_Document extract_
Climate Change Executive Orders

January 28, 2021

President Biden delivered an address on climate change and signed a series of ambitious executive orders on the matter.

The President called climate change the “maximum threat” facing America and said the nation has waited too long to address the issue. He pointed to a Defense Department report that says climate change is a national security threat to two-thirds of U.S. operational strategic forces. He called for a unified national response but acknowledged the U.S. can’t stop global warming alone, and promised to put pressure on foreign countries to do their part. The President announced he will host an International Climate Summit of world leaders on Earth Day, April 22, 2021.

Biden then signed executive actions he said will “supercharge” the administration’s climate change agenda. These orders build upon climate actions taken immediately after his inauguration, which included rejoining the Paris Accords, suspending the Keystone XL pipeline permit, implementing a social cost of carbon in federal rulemakings, and halting 100+ Trump-era regulatory actions on energy and the environment.

Today’s actions include:

  • Commitments to double offshore wind by 2030 and achieve 100% carbon free electricity nationwide by 2035.
  • Orders the Department of Interior to suspend new oil and natural gas leasing on public lands, begin a “rigorous review” of existing permitting and leasing programs, and lay the groundwork for federal protection of 30% of all U.S. lands and waters by 2030.
  • “Plug” one million abandoned oil and natural gas wells across the country.
  • Orders federal fleets, including the U.S. Postal Service, to utilize zero-emission vehicles made in America.
  • To the extent allowed by law, end federal funding for fossil fuels and press Congress to eliminate oil and gas-related tax breaks.
  • Creation of a “Civilian Climate Corps” to enhance climate resilience, conduct reforestation, increase carbon sequestration in the agriculture, protect biodiversity, and help the nation adapt to climate change and be more resilient to storms, fires, and floods.
  • Instructs Defense, Homeland Security, and Intelligence agencies to prepare reports on the security implications of climate change.
  • Shifts U.S. domestic and international finance policies towards an anti-fossil fuel posture.

_Aim 1_
Transcribe the part of the climate executive orders summary starting with "Climate Change Executive" and going on through "on the matter.".
_Aim 2_
Answer these questions from the climate executive orders summary.
(a) On what date will the President host the International Climate Summit?
(b) By what year is carbon-free electricity nationwide to reach 100%?
(c) How many abandoned oil and natural gas wells are to be plugged?

_Extracted data_

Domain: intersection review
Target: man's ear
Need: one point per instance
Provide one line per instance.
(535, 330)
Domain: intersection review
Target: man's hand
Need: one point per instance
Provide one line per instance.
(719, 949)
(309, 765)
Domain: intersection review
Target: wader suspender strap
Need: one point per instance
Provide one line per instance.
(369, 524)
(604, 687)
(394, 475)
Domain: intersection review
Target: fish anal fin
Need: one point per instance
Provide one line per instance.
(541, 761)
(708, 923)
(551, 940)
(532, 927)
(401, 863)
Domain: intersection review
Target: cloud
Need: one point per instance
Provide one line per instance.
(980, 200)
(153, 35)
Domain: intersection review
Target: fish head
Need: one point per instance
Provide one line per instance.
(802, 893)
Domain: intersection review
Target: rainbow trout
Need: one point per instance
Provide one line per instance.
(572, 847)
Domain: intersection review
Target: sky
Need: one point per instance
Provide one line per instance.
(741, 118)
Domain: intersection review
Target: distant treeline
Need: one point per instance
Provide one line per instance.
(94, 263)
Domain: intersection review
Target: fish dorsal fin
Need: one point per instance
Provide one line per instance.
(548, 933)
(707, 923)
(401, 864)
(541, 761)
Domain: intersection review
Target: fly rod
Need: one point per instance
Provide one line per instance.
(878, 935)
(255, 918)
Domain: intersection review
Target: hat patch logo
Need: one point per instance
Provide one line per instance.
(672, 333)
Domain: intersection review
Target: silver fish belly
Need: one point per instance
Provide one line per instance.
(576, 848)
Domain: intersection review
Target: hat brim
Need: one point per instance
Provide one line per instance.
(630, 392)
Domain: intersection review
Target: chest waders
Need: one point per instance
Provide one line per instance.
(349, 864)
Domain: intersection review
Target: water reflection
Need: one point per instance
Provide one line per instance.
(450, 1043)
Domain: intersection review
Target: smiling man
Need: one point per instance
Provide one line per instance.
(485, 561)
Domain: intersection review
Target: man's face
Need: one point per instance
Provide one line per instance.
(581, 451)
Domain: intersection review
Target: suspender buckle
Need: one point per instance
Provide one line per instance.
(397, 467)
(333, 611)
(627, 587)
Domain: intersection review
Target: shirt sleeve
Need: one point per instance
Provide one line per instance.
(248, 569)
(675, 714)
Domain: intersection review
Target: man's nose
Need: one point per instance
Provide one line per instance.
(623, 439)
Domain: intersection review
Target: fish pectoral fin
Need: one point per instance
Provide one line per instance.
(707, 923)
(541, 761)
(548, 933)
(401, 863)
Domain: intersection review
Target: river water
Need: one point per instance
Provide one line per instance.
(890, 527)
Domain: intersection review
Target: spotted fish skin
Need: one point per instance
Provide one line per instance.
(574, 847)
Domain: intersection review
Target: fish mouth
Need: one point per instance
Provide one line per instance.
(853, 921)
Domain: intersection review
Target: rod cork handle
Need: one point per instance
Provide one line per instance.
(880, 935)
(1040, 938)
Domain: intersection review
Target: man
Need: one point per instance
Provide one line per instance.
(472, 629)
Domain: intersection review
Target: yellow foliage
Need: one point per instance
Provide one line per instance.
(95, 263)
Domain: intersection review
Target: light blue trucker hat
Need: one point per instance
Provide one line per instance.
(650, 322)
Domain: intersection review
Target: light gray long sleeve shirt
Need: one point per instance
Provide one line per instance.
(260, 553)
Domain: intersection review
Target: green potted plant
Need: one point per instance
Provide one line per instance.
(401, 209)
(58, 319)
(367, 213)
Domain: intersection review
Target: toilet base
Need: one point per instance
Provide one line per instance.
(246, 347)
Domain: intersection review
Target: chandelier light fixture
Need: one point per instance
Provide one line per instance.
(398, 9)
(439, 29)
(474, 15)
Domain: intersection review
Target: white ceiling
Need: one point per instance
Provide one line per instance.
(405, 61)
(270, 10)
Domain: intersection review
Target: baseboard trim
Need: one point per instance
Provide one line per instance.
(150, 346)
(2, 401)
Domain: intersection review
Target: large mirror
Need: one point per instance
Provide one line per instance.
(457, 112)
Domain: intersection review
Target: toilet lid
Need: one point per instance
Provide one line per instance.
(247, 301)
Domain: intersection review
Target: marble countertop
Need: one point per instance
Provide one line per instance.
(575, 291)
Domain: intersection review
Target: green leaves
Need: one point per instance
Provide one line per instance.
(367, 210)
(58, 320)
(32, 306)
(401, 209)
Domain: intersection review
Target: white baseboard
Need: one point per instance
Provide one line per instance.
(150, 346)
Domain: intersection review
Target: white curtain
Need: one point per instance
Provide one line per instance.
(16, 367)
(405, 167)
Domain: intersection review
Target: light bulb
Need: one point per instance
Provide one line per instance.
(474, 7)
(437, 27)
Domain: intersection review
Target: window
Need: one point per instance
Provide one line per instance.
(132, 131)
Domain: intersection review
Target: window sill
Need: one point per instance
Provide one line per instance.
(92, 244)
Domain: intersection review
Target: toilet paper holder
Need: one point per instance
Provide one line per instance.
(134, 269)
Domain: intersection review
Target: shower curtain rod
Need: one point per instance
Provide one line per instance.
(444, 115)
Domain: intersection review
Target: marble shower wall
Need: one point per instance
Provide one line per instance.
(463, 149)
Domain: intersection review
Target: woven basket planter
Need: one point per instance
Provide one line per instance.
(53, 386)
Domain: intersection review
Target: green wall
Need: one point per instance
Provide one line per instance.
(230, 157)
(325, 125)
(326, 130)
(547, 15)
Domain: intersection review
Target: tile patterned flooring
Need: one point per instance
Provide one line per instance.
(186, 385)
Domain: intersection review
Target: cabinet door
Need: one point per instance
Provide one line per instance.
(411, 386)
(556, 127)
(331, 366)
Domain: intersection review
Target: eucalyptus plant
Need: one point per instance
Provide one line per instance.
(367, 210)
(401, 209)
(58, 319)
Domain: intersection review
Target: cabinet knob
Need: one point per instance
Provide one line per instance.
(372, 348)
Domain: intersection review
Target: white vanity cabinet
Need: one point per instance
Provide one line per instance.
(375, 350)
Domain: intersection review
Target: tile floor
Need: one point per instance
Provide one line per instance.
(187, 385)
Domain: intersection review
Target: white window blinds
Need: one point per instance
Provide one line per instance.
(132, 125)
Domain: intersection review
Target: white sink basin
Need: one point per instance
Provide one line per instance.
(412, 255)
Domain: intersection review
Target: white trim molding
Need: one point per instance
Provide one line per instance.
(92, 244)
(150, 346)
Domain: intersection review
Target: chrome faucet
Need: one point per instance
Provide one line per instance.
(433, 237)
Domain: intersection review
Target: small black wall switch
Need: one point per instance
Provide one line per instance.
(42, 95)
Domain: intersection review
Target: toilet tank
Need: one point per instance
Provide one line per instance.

_Full answer 1_
Climate Change Executive Orders

January 28, 2021

President Biden delivered an address on climate change and signed a series of ambitious executive orders on the matter.

_Full answer 2_
(a) Earth Day, April 22, 2021
(b) 2035
(c) One million